Data records
Start of Block

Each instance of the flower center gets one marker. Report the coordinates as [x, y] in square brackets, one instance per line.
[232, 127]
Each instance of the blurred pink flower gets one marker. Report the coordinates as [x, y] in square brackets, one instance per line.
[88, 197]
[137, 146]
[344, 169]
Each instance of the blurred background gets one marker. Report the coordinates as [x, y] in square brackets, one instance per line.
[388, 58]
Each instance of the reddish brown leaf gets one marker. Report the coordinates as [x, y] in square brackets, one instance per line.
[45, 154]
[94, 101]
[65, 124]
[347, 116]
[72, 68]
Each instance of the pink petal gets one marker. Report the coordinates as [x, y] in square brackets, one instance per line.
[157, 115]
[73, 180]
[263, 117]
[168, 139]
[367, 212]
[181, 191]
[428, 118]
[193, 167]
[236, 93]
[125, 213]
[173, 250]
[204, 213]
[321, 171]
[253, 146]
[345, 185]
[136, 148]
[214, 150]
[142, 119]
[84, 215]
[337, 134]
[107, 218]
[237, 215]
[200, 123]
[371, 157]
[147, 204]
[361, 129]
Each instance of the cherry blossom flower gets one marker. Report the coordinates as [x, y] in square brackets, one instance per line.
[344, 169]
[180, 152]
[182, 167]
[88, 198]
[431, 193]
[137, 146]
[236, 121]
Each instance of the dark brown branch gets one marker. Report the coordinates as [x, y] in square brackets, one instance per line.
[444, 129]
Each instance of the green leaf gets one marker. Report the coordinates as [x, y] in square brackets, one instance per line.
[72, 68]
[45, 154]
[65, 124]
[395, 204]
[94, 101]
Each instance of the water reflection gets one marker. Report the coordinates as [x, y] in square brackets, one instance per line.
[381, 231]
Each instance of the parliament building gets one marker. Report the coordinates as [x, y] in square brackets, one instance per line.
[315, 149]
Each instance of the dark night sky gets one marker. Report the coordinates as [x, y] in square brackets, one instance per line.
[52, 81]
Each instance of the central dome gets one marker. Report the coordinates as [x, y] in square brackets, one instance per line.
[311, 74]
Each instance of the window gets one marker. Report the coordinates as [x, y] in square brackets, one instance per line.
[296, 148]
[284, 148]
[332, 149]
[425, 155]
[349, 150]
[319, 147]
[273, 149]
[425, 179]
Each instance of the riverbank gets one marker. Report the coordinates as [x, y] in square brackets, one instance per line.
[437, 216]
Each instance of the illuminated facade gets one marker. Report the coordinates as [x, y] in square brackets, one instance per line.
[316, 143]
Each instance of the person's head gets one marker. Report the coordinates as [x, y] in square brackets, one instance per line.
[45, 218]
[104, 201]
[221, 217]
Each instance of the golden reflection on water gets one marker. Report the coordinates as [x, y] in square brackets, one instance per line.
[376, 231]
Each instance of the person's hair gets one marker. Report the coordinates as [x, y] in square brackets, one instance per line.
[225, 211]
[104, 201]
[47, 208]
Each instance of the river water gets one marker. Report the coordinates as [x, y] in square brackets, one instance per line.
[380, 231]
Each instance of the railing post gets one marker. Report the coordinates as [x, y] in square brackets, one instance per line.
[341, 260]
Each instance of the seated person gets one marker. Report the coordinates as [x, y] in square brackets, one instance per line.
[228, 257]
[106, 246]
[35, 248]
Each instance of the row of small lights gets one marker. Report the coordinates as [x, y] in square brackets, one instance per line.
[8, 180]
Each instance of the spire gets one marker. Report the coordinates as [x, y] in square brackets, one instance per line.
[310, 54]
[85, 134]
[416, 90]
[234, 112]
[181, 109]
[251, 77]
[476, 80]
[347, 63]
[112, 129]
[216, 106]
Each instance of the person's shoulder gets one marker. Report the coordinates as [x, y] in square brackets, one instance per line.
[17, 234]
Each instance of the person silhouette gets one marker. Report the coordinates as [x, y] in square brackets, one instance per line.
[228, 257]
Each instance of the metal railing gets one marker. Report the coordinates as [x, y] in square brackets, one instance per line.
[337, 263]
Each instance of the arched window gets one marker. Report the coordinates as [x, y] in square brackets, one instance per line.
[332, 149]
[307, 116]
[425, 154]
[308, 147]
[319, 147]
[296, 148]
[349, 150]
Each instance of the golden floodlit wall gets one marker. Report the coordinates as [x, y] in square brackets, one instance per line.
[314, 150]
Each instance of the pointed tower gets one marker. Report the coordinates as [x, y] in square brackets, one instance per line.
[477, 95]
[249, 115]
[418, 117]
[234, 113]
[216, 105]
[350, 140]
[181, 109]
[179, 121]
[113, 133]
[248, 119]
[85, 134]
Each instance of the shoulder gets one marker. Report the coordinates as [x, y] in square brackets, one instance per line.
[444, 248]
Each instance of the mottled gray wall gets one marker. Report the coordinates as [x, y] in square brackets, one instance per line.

End of Block

Copy every record exactly as presented.

Each instance of the flower center gets one marker. Report the coordinates as [x, y] in square brackets, one instance per line.
[232, 127]
Each instance of the blurred pink flower gets one marker. Report the coordinates as [x, y] in square brackets, one instance per line.
[88, 197]
[137, 146]
[344, 169]
Each instance of the blurred background gets one marker. Report the coordinates as [x, y] in square brackets, one instance per line.
[388, 58]
Each instance of the reddish brown leaf gets one marker. Report the coordinates as [x, y] in square brackets, one instance per line.
[45, 154]
[94, 101]
[65, 124]
[347, 116]
[72, 68]
Each instance of the pink petal gets one marker. Report the coordinates as [x, y] in square brackets, one instance per line.
[157, 115]
[73, 180]
[263, 117]
[168, 139]
[367, 212]
[181, 191]
[428, 118]
[193, 167]
[236, 93]
[125, 213]
[173, 250]
[204, 213]
[321, 171]
[253, 146]
[345, 185]
[136, 148]
[214, 150]
[142, 119]
[84, 215]
[337, 134]
[107, 218]
[237, 215]
[200, 123]
[371, 157]
[147, 204]
[361, 129]
Each instance of the cherry blossom flower gets one marker. Report the coordinates as [x, y] in square brackets, one instance per line.
[344, 169]
[180, 152]
[182, 167]
[88, 198]
[431, 193]
[137, 146]
[236, 121]
Each instance of the dark brown branch gets one marker. Report the coordinates as [x, y] in square brackets, one instance per line.
[444, 129]
Each instance of the green leaf gets one marker. Report the coordinates as [x, y] in square brackets, one instance per line.
[72, 68]
[45, 154]
[65, 124]
[395, 204]
[94, 101]
Each instance of the water reflection gets one marker. Report the coordinates as [x, y] in square brackets, one instance per line.
[381, 231]
Each instance of the parliament building gets one marker. Report the coordinates as [x, y] in square brackets, one instance per line.
[315, 149]
Each instance of the dark night sky gets one marker. Report the coordinates as [x, y] in square brackets, one instance per line.
[52, 81]
Each instance of the central dome gets one marker. Report the coordinates as [x, y] in square brackets, one instance per line.
[311, 74]
Each instance of the window gets one marker. Report the coordinates as [x, y] in square brackets, one instance per line.
[296, 148]
[284, 148]
[332, 149]
[425, 155]
[349, 150]
[319, 147]
[273, 149]
[425, 179]
Each instance of the riverbank gets one marker. Report the coordinates as [x, y] in square brackets, one instance per line.
[437, 216]
Each instance of the illuminated facade gets one marker. Report the coordinates as [x, y] in square brackets, one instance per line.
[316, 143]
Each instance of the person's head gets one marker. Report the coordinates as [x, y] in square brackets, one instance per line.
[45, 218]
[104, 201]
[221, 217]
Each instance of the golden reflection on water gets one marker. Report the coordinates as [x, y] in square brackets, one instance per line.
[376, 231]
Each instance of the person's hair gets one marker. Report the coordinates as [x, y] in square brackets, one instance per line.
[225, 211]
[104, 201]
[47, 208]
Each instance of the river water gets one marker. Report the coordinates as [x, y] in square brackets, one instance per line.
[380, 231]
Each instance of the railing post gets one marker. Report the coordinates as [x, y] in square brackets, one instance per line.
[341, 260]
Each instance of the seated person gets one marker. Report the coordinates as [x, y] in square brackets, one instance per line.
[228, 257]
[106, 246]
[35, 248]
Each instance of the row of small lights gets one marker. Report the coordinates as [x, y] in square brackets, one instance per line.
[8, 180]
Each instance of the spire gets one marker. Report the coordinates as [x, y] in square brackets, one instance per line.
[310, 54]
[85, 134]
[416, 90]
[234, 112]
[181, 109]
[251, 77]
[476, 80]
[347, 63]
[112, 129]
[216, 106]
Each instance of the person's shoulder gets one marker. Report the coordinates as [x, y] in square brackets, one instance per line.
[17, 234]
Each instance of the person silhouette gets one marker. Report the coordinates as [x, y] in square brackets, one instance per line.
[228, 257]
Each instance of the metal railing gets one marker. Report the coordinates as [x, y] in square brackets, one instance per line.
[337, 263]
Each instance of the arched window gets one marker. Report the coordinates as [x, y] in square brackets, one instance per line.
[332, 149]
[307, 116]
[425, 154]
[308, 147]
[319, 147]
[296, 148]
[349, 150]
Each instance of the golden floodlit wall gets one marker. Report the coordinates as [x, y] in square brackets, one instance per line.
[314, 150]
Each instance of the pointed tower gets one marker. Report the coordinates as [x, y] in square brackets, one instance per line.
[477, 95]
[249, 115]
[418, 117]
[234, 113]
[216, 105]
[350, 140]
[181, 109]
[179, 121]
[113, 133]
[248, 119]
[85, 134]
Each instance of the shoulder gets one marker. Report the coordinates as [x, y] in square brackets, one instance per line.
[444, 248]
Each instance of the mottled gray wall gets one marker. Report the coordinates as [x, y] in square brackets, one instance per line.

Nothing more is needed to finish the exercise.